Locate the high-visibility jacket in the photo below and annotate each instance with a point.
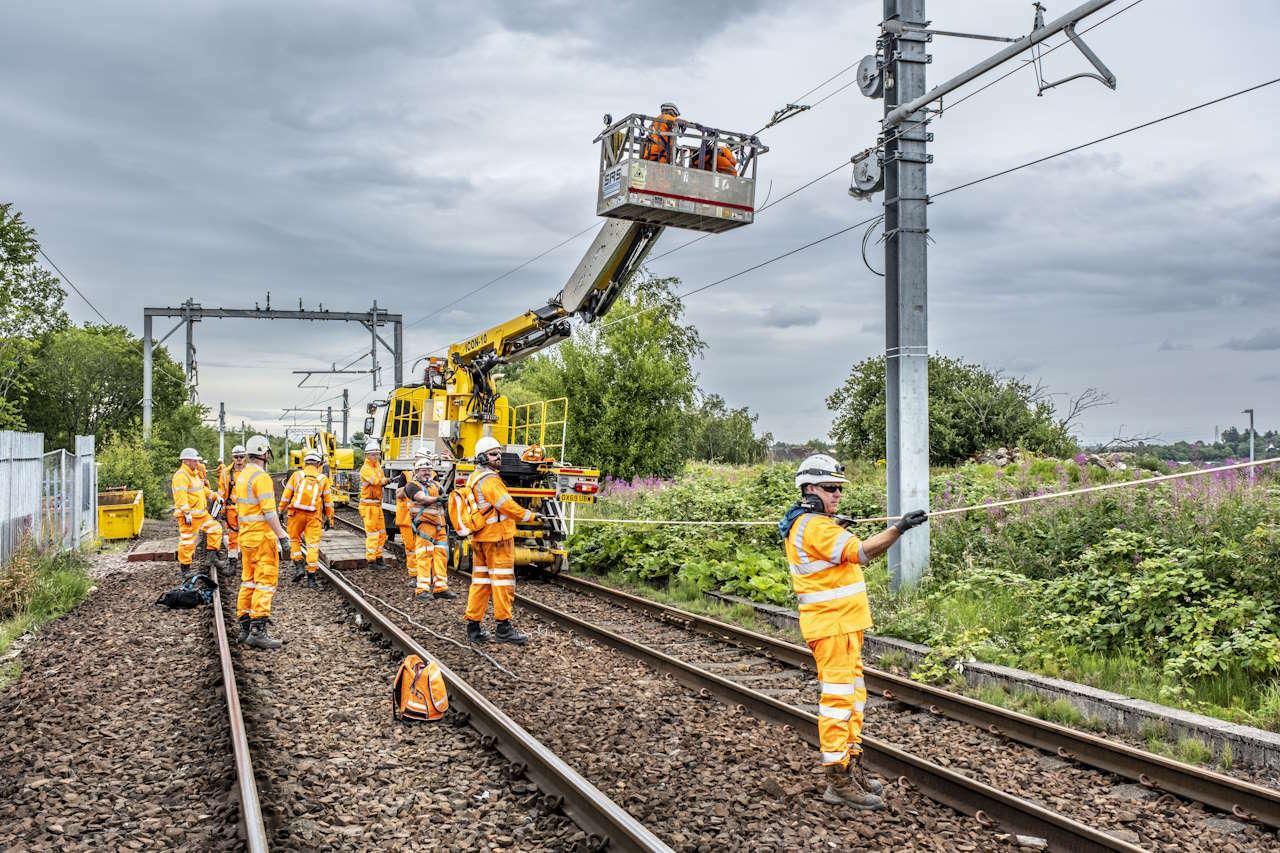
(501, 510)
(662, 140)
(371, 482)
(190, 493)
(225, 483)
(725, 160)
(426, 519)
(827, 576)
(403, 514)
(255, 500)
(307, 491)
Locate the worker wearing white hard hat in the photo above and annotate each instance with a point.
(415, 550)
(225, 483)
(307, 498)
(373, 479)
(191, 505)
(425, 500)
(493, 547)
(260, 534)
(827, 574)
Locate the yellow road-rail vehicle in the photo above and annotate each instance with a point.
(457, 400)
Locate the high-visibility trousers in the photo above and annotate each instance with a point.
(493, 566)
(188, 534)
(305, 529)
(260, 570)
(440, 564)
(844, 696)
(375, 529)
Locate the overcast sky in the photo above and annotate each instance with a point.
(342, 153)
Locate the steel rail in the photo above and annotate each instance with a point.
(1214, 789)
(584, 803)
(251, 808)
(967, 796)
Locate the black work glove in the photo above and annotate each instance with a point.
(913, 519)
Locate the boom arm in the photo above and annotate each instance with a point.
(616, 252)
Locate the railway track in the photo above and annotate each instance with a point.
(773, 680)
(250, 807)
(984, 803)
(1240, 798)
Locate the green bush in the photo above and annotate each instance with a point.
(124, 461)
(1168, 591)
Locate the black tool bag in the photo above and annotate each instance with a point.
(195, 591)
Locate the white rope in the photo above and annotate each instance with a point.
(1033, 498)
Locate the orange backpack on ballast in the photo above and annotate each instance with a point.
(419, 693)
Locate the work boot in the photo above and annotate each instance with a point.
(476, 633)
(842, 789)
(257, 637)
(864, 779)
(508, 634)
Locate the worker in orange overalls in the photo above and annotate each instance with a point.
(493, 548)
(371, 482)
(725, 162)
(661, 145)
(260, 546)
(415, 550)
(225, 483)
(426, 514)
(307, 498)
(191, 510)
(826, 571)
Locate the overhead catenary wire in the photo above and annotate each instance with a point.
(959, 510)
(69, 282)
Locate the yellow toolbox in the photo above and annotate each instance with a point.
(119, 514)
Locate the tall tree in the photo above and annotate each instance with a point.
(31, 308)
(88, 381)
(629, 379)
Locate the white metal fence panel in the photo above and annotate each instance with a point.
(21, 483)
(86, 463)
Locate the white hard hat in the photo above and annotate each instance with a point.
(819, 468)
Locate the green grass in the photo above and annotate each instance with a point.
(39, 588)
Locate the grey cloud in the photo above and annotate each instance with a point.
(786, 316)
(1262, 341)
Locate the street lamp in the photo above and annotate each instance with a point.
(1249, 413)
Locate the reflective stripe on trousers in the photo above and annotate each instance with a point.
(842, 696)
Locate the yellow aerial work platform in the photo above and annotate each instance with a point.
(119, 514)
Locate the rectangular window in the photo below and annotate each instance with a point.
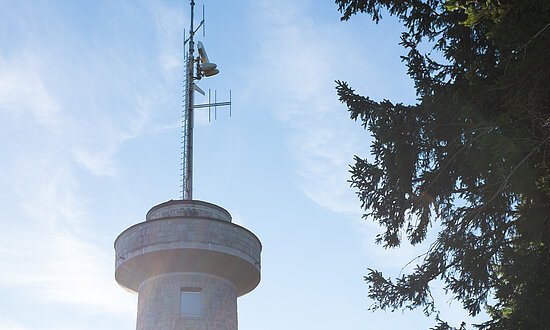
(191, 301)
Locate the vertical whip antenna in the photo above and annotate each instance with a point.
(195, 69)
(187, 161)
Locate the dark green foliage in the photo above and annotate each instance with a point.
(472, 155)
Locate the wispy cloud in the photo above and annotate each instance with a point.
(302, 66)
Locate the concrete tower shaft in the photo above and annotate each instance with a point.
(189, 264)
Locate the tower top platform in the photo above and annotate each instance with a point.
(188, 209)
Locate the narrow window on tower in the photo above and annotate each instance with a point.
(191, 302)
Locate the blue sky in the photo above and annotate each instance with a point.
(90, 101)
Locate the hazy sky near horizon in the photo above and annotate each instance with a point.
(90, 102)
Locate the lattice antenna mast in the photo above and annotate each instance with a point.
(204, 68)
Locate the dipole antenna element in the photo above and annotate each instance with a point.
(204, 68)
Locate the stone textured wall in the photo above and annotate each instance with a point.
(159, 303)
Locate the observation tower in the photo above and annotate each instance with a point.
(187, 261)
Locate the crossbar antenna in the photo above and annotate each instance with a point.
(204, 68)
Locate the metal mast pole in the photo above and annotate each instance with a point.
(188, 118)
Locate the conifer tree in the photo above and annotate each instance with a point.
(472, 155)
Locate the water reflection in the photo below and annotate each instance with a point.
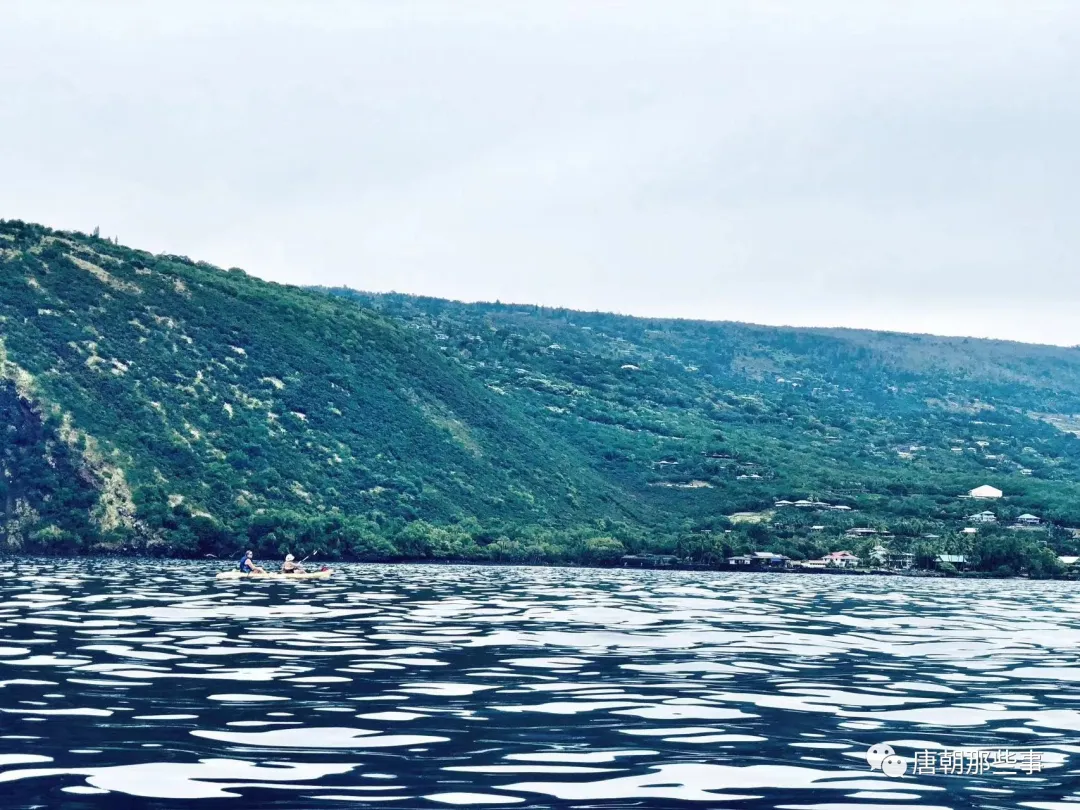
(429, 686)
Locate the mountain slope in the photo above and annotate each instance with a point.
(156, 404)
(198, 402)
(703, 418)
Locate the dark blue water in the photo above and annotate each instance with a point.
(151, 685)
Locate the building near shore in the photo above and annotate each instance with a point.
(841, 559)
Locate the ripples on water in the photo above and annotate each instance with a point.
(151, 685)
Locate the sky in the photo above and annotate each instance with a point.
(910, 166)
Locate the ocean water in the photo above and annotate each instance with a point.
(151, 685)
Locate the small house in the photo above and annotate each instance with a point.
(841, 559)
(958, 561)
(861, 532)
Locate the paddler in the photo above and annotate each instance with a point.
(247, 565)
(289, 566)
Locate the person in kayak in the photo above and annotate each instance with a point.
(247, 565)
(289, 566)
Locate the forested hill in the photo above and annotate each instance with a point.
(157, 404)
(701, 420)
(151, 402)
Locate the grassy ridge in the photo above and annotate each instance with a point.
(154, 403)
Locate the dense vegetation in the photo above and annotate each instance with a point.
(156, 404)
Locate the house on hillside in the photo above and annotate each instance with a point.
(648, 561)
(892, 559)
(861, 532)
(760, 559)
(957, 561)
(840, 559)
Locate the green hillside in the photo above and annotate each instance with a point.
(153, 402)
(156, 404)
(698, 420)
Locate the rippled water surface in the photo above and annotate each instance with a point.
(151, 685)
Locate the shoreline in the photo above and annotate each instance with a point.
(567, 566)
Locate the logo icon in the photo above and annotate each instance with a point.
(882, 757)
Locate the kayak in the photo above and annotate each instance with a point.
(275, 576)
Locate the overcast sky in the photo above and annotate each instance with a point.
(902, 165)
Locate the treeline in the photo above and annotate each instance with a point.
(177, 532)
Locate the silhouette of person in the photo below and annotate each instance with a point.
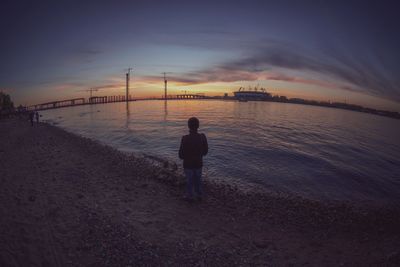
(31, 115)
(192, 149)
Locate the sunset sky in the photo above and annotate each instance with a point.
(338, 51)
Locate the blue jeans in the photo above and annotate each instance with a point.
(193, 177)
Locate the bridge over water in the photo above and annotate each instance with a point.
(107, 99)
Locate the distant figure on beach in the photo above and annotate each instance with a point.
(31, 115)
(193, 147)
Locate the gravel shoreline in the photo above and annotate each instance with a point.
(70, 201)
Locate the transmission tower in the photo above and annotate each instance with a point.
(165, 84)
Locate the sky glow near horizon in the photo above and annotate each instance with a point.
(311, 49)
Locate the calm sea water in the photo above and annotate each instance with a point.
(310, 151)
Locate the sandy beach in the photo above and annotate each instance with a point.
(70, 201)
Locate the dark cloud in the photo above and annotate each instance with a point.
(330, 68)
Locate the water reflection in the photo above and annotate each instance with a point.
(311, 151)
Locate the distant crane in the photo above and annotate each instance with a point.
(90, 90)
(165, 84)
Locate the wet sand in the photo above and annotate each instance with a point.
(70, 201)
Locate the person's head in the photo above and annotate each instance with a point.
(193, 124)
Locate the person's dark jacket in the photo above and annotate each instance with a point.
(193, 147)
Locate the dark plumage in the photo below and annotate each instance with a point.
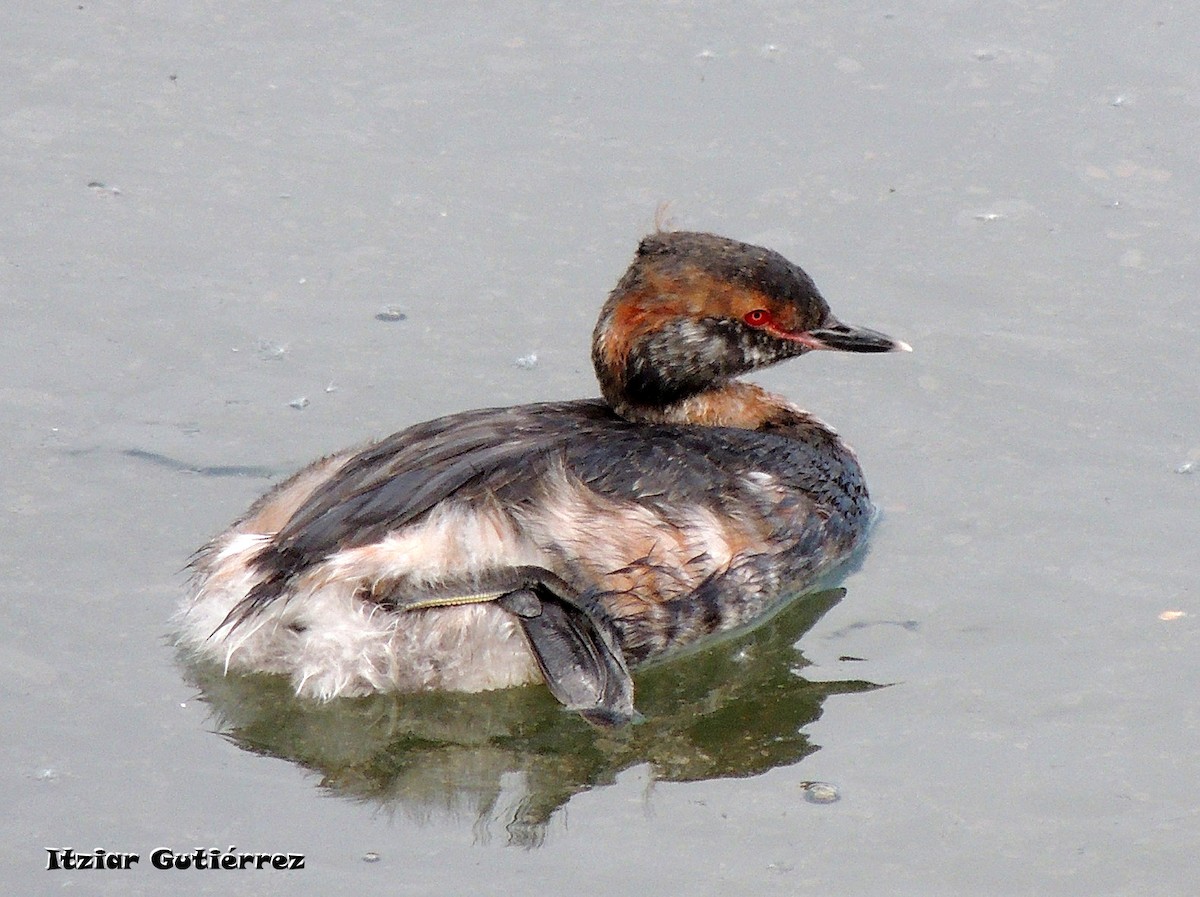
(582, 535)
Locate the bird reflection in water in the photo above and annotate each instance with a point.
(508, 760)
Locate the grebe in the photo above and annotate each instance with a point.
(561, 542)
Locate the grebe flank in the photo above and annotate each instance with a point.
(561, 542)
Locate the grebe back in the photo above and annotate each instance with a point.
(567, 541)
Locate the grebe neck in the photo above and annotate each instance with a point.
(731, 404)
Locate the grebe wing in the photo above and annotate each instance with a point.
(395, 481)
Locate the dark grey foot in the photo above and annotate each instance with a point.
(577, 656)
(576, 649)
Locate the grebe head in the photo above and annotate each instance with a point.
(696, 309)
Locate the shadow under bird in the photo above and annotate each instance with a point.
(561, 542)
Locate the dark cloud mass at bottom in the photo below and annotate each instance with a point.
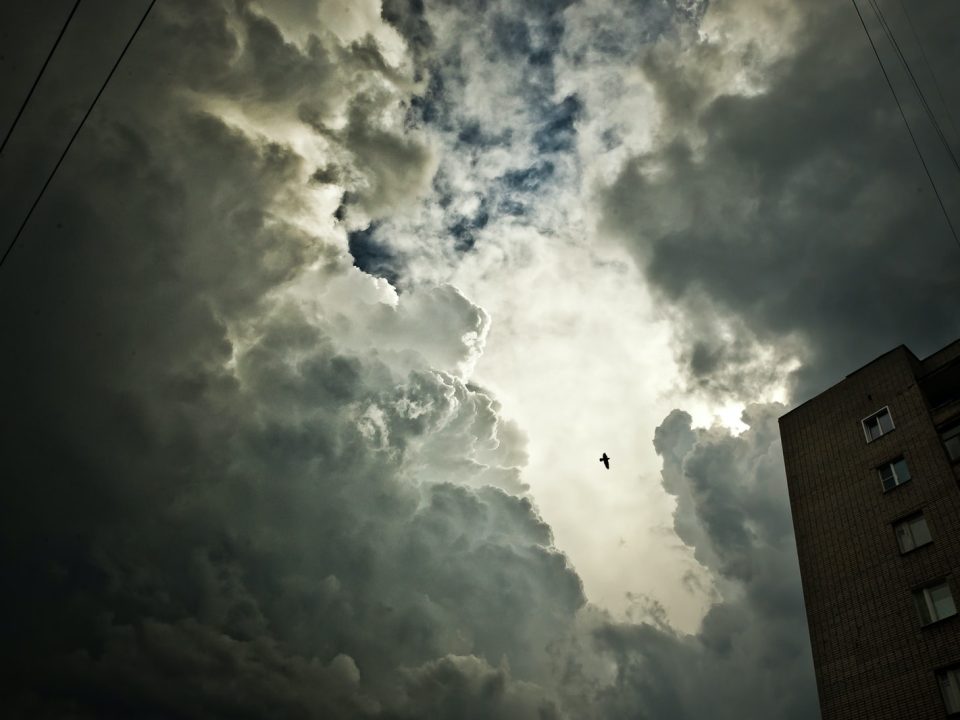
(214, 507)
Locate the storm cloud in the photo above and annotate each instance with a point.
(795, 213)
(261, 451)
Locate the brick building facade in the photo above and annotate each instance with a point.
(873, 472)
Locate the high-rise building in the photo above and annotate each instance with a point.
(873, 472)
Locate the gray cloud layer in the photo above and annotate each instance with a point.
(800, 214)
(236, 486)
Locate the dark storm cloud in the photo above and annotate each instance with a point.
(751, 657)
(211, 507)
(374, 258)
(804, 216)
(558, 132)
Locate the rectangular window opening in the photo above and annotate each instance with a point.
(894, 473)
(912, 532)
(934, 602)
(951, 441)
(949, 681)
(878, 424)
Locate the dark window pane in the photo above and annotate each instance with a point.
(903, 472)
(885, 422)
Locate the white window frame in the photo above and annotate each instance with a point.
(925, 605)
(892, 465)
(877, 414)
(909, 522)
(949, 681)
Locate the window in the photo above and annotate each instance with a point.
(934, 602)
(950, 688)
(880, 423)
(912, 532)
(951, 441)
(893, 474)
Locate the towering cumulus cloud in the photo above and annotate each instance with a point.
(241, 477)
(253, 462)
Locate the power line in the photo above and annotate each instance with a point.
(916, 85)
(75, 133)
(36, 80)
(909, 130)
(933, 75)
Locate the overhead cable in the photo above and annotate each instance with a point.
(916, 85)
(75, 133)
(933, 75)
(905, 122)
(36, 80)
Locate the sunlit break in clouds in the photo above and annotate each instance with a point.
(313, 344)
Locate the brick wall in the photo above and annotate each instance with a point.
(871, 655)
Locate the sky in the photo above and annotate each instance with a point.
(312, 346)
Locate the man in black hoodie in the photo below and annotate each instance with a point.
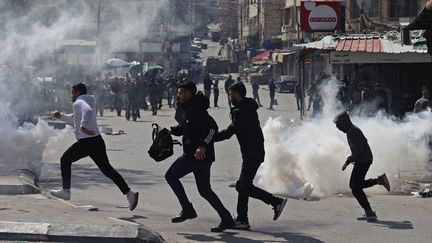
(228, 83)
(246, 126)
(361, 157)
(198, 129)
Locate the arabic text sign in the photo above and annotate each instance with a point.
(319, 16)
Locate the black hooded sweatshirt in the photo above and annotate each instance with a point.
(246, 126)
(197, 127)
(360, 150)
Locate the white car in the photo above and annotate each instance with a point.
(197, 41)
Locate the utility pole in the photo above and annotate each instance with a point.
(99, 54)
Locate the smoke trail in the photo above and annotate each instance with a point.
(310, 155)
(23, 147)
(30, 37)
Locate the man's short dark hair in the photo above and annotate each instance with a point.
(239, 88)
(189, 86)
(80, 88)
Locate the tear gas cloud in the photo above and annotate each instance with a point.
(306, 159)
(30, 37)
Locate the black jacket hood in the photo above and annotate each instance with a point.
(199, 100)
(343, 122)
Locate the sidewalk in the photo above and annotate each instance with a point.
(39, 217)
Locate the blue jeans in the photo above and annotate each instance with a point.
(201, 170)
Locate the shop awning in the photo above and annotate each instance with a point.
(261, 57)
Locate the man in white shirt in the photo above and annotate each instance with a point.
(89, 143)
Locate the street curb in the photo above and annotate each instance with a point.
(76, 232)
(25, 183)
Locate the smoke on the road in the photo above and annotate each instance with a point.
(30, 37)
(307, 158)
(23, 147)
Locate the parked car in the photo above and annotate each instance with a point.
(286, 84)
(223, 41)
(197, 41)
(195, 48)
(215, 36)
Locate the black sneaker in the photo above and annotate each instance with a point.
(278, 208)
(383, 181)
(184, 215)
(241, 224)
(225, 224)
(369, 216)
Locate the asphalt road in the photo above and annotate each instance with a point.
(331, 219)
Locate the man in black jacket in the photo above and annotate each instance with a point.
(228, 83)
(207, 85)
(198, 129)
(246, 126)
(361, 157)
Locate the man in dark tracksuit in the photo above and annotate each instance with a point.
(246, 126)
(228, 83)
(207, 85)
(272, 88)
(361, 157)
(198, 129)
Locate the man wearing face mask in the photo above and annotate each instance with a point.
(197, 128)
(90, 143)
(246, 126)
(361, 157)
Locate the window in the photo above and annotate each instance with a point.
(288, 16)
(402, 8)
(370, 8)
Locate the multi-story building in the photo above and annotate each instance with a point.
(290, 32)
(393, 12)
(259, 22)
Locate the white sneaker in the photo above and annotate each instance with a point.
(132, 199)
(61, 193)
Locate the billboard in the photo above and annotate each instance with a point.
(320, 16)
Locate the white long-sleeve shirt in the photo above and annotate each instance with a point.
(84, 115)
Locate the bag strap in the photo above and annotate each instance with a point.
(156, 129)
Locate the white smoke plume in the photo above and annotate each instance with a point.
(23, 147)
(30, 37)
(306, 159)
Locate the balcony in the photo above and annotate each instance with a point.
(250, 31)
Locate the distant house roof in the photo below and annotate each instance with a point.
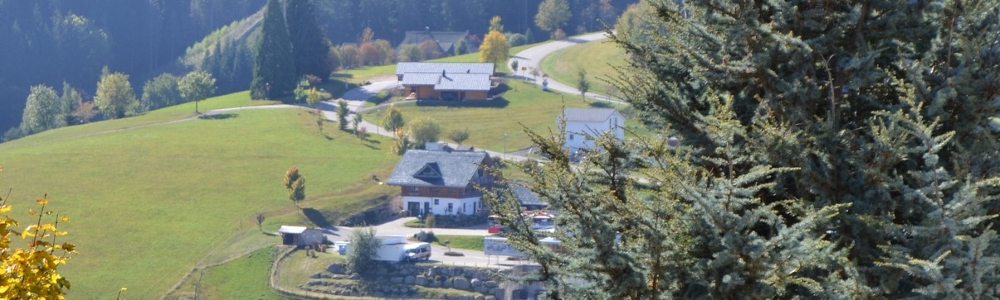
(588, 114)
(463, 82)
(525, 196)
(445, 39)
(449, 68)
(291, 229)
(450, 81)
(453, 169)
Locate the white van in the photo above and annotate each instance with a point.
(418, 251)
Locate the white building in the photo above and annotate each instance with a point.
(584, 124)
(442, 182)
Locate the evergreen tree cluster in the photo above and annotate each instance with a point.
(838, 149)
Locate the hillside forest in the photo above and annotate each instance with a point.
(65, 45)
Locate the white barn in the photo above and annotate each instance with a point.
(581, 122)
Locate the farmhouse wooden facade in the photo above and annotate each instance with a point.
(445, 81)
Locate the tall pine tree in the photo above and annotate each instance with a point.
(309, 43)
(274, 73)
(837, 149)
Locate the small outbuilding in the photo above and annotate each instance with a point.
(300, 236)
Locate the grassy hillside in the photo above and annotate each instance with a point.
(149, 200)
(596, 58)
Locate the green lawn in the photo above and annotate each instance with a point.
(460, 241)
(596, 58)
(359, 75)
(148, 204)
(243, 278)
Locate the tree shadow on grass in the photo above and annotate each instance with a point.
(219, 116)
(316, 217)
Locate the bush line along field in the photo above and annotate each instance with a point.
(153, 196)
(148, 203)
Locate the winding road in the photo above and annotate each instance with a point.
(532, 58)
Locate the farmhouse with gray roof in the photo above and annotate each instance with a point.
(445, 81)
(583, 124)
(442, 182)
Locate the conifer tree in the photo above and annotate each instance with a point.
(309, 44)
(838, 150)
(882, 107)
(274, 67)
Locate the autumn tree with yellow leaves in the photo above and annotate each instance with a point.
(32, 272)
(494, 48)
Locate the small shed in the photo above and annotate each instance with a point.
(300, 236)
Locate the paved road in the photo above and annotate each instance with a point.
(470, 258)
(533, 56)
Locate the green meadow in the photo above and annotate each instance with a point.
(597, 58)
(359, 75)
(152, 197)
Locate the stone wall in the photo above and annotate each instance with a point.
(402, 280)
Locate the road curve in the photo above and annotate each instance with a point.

━━━━━━━━━━

Task requirements
Copy out everything from the start of the material down to the line containing "(1240, 798)", including that line, and leave out the pictures.

Result of this exercise
Locate the high-visibility jacket in the photo below and annotate each instance with a point.
(501, 510)
(662, 140)
(371, 482)
(190, 493)
(225, 483)
(725, 160)
(426, 519)
(827, 576)
(403, 514)
(255, 500)
(307, 491)
Locate the worker wearing white hard hat in the photo above and annotate each instance with a point.
(415, 550)
(225, 483)
(307, 498)
(373, 479)
(191, 505)
(425, 500)
(493, 547)
(260, 534)
(827, 574)
Locate the yellow road-rail vehicle in the photo above and annotate each instance with a point.
(457, 400)
Locate the high-visibility trousers in the photo above and annotate each instance with a point.
(493, 566)
(188, 534)
(305, 529)
(260, 570)
(440, 564)
(844, 696)
(375, 529)
Locate the overcast sky in the photo above and annotate each instance with a point.
(342, 153)
Locate the steel rail in the photo above and annotate each instance with a point.
(1214, 789)
(584, 803)
(251, 808)
(967, 796)
Locate the black work glove in the photo above and annotate each instance with a point.
(913, 519)
Locate the boom arm in the photo above and annotate each instance with a point.
(616, 252)
Locate the railway track in the photo above and annotate each instance with a point.
(773, 680)
(250, 807)
(984, 803)
(1240, 798)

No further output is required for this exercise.